Start of SUPPLIED RECORDS

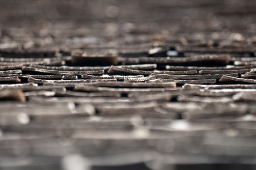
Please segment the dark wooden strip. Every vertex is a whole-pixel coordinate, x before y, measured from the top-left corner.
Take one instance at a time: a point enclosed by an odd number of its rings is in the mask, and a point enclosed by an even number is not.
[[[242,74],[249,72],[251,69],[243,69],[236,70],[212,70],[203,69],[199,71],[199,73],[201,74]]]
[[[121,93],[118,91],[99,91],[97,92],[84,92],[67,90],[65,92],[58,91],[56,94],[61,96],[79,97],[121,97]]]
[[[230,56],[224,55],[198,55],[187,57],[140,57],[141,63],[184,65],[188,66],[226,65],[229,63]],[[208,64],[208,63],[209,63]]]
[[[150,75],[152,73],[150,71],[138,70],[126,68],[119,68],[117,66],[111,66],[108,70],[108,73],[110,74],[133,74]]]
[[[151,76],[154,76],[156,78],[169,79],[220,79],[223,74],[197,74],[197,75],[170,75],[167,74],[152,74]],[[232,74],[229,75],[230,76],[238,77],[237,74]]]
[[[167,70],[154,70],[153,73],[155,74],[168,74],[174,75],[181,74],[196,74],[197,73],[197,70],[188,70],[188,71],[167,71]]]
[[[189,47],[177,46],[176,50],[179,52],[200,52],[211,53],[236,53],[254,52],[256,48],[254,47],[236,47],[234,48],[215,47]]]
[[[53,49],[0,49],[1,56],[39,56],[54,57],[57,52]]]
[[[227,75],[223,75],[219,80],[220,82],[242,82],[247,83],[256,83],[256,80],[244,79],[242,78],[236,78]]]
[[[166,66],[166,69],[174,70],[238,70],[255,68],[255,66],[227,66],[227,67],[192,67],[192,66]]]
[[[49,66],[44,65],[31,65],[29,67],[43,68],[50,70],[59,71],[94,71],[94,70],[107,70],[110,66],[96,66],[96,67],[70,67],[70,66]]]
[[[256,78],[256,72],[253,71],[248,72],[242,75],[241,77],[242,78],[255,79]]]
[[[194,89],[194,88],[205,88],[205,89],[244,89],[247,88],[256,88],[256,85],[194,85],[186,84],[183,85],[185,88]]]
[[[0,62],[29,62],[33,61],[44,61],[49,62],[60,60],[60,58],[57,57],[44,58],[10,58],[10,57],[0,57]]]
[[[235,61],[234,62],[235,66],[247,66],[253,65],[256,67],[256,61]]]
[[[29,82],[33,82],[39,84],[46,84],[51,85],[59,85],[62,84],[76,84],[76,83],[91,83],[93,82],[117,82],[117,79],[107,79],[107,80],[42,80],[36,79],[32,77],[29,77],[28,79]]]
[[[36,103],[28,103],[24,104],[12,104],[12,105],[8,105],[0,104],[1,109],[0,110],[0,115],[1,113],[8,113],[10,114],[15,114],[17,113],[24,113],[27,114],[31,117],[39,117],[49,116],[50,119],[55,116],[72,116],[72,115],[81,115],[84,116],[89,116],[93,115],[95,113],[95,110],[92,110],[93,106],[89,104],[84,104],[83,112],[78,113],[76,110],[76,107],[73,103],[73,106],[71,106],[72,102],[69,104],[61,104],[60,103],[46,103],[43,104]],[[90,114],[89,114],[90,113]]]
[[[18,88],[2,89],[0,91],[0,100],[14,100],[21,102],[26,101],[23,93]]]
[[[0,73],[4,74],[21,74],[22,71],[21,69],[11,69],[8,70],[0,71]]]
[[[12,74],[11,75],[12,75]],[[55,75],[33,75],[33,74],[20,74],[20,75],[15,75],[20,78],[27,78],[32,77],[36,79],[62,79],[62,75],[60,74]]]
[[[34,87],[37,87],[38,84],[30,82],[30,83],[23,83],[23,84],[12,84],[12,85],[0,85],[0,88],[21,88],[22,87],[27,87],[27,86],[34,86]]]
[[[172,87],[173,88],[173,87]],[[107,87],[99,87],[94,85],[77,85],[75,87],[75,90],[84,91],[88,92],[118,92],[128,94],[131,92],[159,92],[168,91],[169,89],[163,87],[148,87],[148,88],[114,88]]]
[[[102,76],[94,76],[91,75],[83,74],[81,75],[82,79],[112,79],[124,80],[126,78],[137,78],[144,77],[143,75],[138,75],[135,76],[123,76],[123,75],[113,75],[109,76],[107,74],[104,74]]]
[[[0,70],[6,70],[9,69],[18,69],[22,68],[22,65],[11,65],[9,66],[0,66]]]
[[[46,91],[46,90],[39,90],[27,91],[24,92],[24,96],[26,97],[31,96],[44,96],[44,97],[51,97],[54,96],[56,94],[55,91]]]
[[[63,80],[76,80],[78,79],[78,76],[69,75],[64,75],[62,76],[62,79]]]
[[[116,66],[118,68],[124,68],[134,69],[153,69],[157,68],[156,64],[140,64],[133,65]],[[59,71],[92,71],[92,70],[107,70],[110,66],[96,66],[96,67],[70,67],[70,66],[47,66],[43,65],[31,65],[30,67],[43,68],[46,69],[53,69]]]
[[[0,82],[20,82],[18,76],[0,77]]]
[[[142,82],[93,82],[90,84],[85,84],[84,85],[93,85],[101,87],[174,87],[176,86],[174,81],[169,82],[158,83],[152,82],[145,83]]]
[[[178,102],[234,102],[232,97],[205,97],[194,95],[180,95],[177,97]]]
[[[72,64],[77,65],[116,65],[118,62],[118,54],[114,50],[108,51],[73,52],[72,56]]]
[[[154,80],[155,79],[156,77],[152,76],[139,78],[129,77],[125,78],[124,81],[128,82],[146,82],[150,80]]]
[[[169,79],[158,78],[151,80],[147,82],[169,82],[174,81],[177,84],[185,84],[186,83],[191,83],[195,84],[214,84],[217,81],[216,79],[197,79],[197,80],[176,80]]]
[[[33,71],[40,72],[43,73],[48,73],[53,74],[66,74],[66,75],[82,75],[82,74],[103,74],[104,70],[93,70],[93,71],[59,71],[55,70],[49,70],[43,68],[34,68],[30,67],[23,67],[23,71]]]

End of SUPPLIED RECORDS

◆ STATED EXERCISE: Extract every line of text from the records above verbatim, omitting the pictures.

◆ RESULT:
Please segment the dark wooden strip. Every vertex is a whole-pixel coordinate, x before y, measured from the top-left corner.
Take one instance at a time: a point enclosed by an odd number of its rings is in the mask, and a point enclosed by an even number is not.
[[[242,74],[249,72],[251,69],[243,69],[236,70],[212,70],[203,69],[199,71],[199,73],[201,74]]]
[[[121,93],[118,91],[99,91],[97,92],[84,92],[67,90],[65,92],[58,91],[56,94],[61,96],[79,97],[121,97]]]
[[[230,56],[224,55],[198,55],[187,57],[140,57],[141,63],[184,65],[188,66],[226,65],[229,63]],[[208,64],[208,63],[209,63]]]
[[[150,75],[152,73],[150,71],[138,70],[126,68],[119,68],[117,66],[111,66],[108,70],[108,73],[110,74],[133,74]]]
[[[151,76],[154,76],[156,78],[169,79],[220,79],[223,74],[197,74],[197,75],[170,75],[167,74],[152,74]],[[232,74],[229,75],[230,76],[238,77],[237,74]]]
[[[167,70],[154,70],[153,73],[155,74],[168,74],[174,75],[181,74],[196,74],[197,73],[197,70],[188,70],[188,71],[167,71]]]
[[[189,47],[177,46],[176,50],[179,52],[200,52],[211,53],[236,53],[254,52],[256,48],[254,47],[236,47],[234,48],[215,47]]]
[[[53,49],[0,49],[1,56],[39,56],[54,57],[57,52]]]
[[[227,75],[223,75],[219,80],[220,82],[242,82],[247,83],[256,83],[256,80],[244,79],[242,78],[236,78]]]
[[[166,66],[166,69],[174,70],[238,70],[255,68],[255,66],[227,66],[227,67],[192,67],[192,66]]]
[[[49,66],[44,65],[31,65],[29,67],[43,68],[50,70],[59,71],[94,71],[94,70],[107,70],[110,66],[96,66],[96,67],[70,67],[70,66]]]
[[[256,78],[256,72],[253,71],[248,72],[242,75],[241,77],[242,78],[255,79]]]
[[[194,89],[194,88],[205,88],[205,89],[244,89],[247,88],[256,88],[256,85],[194,85],[186,84],[183,85],[185,88]]]
[[[0,62],[29,62],[33,61],[44,61],[49,62],[60,60],[60,58],[57,57],[44,58],[10,58],[10,57],[0,57]]]
[[[235,61],[234,62],[235,66],[247,66],[253,65],[256,67],[256,61]]]
[[[29,82],[33,82],[39,84],[46,84],[51,85],[59,85],[62,84],[76,84],[76,83],[91,83],[93,82],[117,82],[117,79],[107,79],[107,80],[42,80],[36,79],[32,77],[29,77],[28,79]]]
[[[36,103],[28,103],[24,104],[12,104],[12,105],[8,105],[0,104],[1,109],[0,110],[0,115],[1,113],[8,113],[10,114],[15,114],[17,113],[24,113],[27,114],[31,117],[39,117],[49,116],[50,119],[55,116],[72,116],[72,115],[81,115],[84,116],[89,116],[93,115],[95,113],[95,110],[92,110],[93,106],[89,104],[84,104],[83,112],[78,113],[76,110],[76,107],[73,103],[73,106],[71,106],[72,102],[69,104],[61,104],[60,103],[46,103],[43,104]],[[90,114],[89,114],[90,113]]]
[[[18,88],[2,89],[0,91],[0,100],[14,100],[21,102],[26,101],[23,93]]]
[[[0,73],[4,74],[21,74],[22,71],[21,69],[11,69],[8,70],[0,71]]]
[[[12,74],[11,75],[12,75]],[[55,75],[33,75],[33,74],[20,74],[20,75],[15,75],[20,78],[27,78],[32,77],[36,79],[62,79],[62,75],[60,74]]]
[[[34,87],[37,87],[38,84],[30,82],[30,83],[23,83],[23,84],[12,84],[12,85],[0,85],[0,88],[21,88],[22,87],[27,87],[27,86],[34,86]]]
[[[172,87],[173,88],[173,87]],[[107,87],[99,87],[94,85],[77,85],[75,87],[75,90],[84,91],[88,92],[118,92],[128,94],[131,92],[159,92],[168,91],[169,89],[163,87],[148,87],[148,88],[114,88]]]
[[[102,76],[94,76],[91,75],[83,74],[81,75],[82,79],[112,79],[124,80],[126,78],[137,78],[144,77],[143,75],[138,75],[135,76],[123,76],[123,75],[113,75],[109,76],[107,74],[104,74]]]
[[[0,70],[6,70],[9,69],[18,69],[22,68],[22,65],[11,65],[9,66],[0,66]]]
[[[46,91],[46,90],[39,90],[27,91],[24,92],[24,96],[26,97],[31,96],[44,96],[44,97],[51,97],[54,96],[56,94],[55,91]]]
[[[63,80],[76,80],[78,79],[78,76],[69,75],[64,75],[62,76],[62,79]]]
[[[116,66],[118,68],[124,68],[134,69],[153,69],[157,68],[156,64],[140,64],[133,65]],[[59,71],[92,71],[92,70],[107,70],[110,66],[96,66],[96,67],[70,67],[70,66],[47,66],[43,65],[31,65],[30,67],[43,68],[46,69],[53,69]]]
[[[0,82],[20,82],[18,76],[0,77]]]
[[[142,82],[93,82],[90,84],[85,84],[84,85],[93,85],[101,87],[174,87],[176,86],[174,81],[169,82],[158,83],[152,82],[145,83]]]
[[[178,102],[234,102],[232,97],[205,97],[194,95],[180,95],[177,97]]]
[[[72,64],[77,65],[116,65],[118,62],[118,54],[114,50],[108,51],[73,52],[72,56]]]
[[[154,80],[155,79],[156,77],[152,76],[139,78],[129,77],[125,78],[124,81],[128,82],[146,82],[150,80]]]
[[[169,79],[158,78],[151,80],[147,82],[169,82],[174,81],[177,84],[185,84],[186,83],[191,83],[195,84],[214,84],[217,81],[216,79],[197,79],[197,80],[176,80]]]
[[[33,71],[40,72],[43,73],[48,73],[53,74],[66,74],[66,75],[82,75],[82,74],[103,74],[104,70],[93,70],[93,71],[59,71],[55,70],[49,70],[43,68],[34,68],[30,67],[23,67],[23,71]]]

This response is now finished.